Estratto del testo =>

▽

La pista è stata modellata per la gara, secondo le norme dei
regolamenti internazionali. Ad essa si collegano gli impianti di
risalita e si prepara ogni d’estate per la stagione invernale. Si
aspetta l’innevamento naturale o si produce neve artificiale con i
cannoni posti lungo la pista o addirittura si trasporta la neve dove
serve. Accumulata la quantità di manto sufficiente, di notte la pista
viene battuta, lisciata e bagnata per renderla più compatta.
Per passare all’agonismo, bisogna avvalersi una organizzazione
tecnica composta da uno staff di specialisti, che si occupa – tra
l’altro - del montaggio delle reti di sicurezza.
Infine
le piste pronte vengono aperte agli atleti di tutto il mondo e al
pubblico degli appassionati. Per le Olimpiadi, sono state realizzate al
Sestrière imponenti tribune provvisorie per consentire ad un pubblico di
9.000 persone di poter assistere alle gare di Discesa e a 10.000 alle
gare di Slalom e Gigante (Planimetria in figura).
Ma tutto questo non fa ancora uno spettacolo televisivo. Per
tradurre la gara olimpica in immagini commentate e offrire allo
spettatore lontano la cronaca dei fatti sportivi e la loro carica di
emozione, il cammino è ancora lungo, si svolge negli anni e con
innumerevoli prove. Quel luogo “naturale” modificato in “impianto
sportivo”per le esigenze della gara e del suo pubblico, va ancora
modificato e preparato alle esigenze della vorace televisione olimpica.
E volutamente ignoro qui i problemi lontani: quelli logistici, di
trasporti e parcheggi; quelli di ospitalità e di sicurezza, per
attenermi solo a quelli propriamente televisivi, con particolare
riferimento a quelli che toccano la mia più vicina competenza.
Al Sestrière, come in ogni altro sito di gara, oltre alle aree
destinate alle Federazioni, agli atleti, agli organizzatori, grande
attenzione è stata riservata agli spazi per i media: dalle sale stampa
per i circa 350 giornalisti accreditati, a quelli per televisioni che
hanno realizzato l’evento destinandolo a tutto il mondo.
Le esigenze delle televisioni sono state raccolte in un grande
compound, che ospita i pullman di ripresa della Televisione Olimpica e
dei Broadcaster che hanno personalizzato le riprese. A questi OBvan (Outside
Broadcaster van, pullman di riprese esterne) arrivavano i cavidotti per
i fasci delle fibre ottiche che hanno percorso la costa della montagna,
collegando ogni telecamera ed ogni microfono, come se fossimo in uno
stadio o in un palazzetto dello sport e non in alta montagna! (Provate a
quantificare i chilometri di cavi …!).

△

Compiti da svolgere =>
**a)** Riassumi in due frasi il testo sulla pista olimpica.
**b)** Nel testo sulla pista olimpica, riscrivi il passo che comincia con "E volutamente ignoro" e prosegue fino a "più vicina competenza.", sostituendo "parcheggi" con "posteggi".

Dati mostrati =>

▽

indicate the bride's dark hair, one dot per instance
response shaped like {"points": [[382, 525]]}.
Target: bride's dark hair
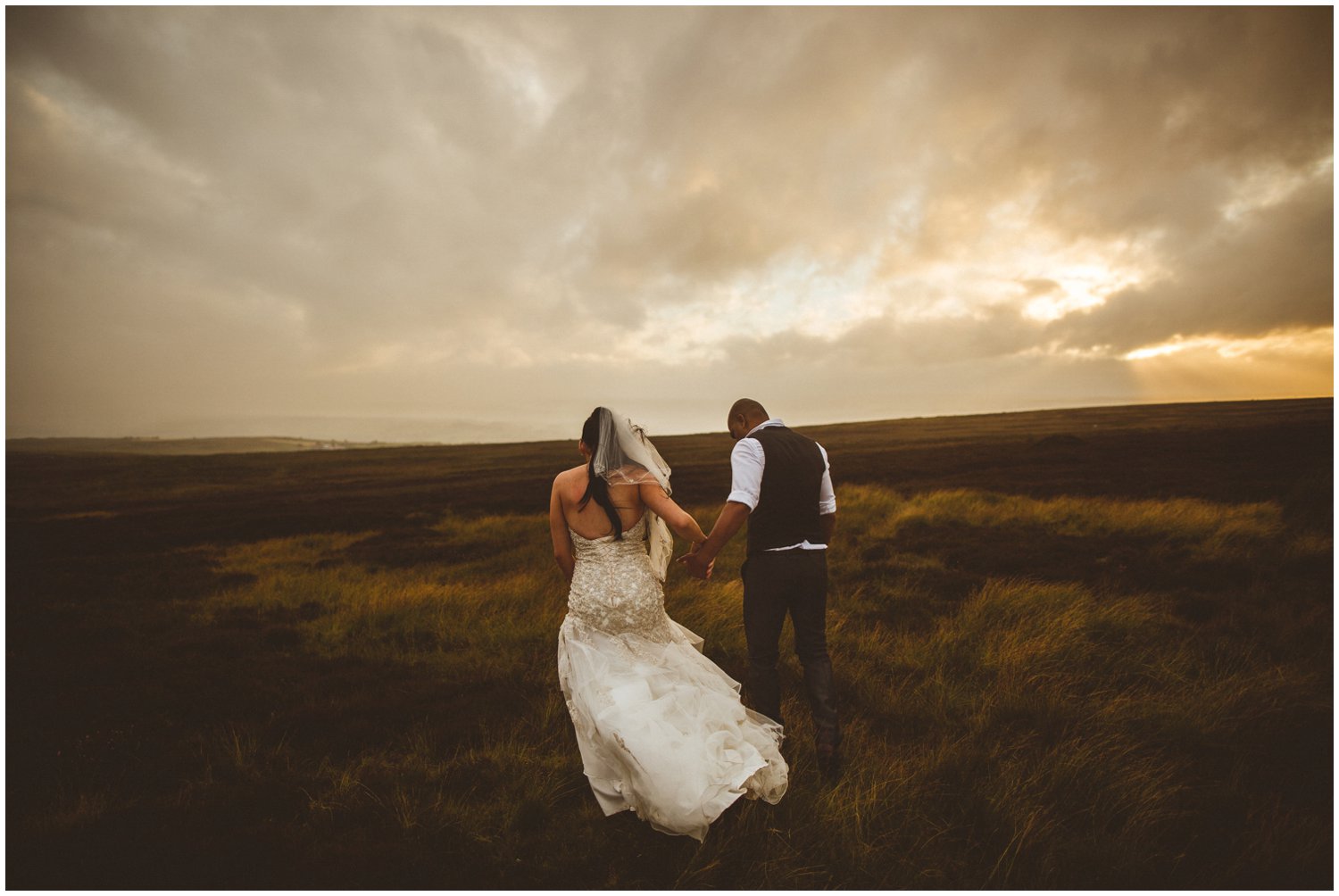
{"points": [[597, 488]]}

△

Risultati per compito =>
**a)** La pista viene preparata secondo i regolamenti internazionali con neve naturale, artificiale o trasportata, poi battuta di notte, e al Sestrière sono state costruite tribune provvisorie per migliaia di spettatori. Per la televisione olimpica serve un'ulteriore preparazione, con spazi per i media e un compound di pullman di ripresa collegati con fibre ottiche a ogni telecamera e microfono.

**b)**
E volutamente ignoro qui i problemi lontani: quelli logistici, di
trasporti e posteggi; quelli di ospitalità e di sicurezza, per
attenermi solo a quelli propriamente televisivi, con particolare
riferimento a quelli che toccano la mia più vicina competenza.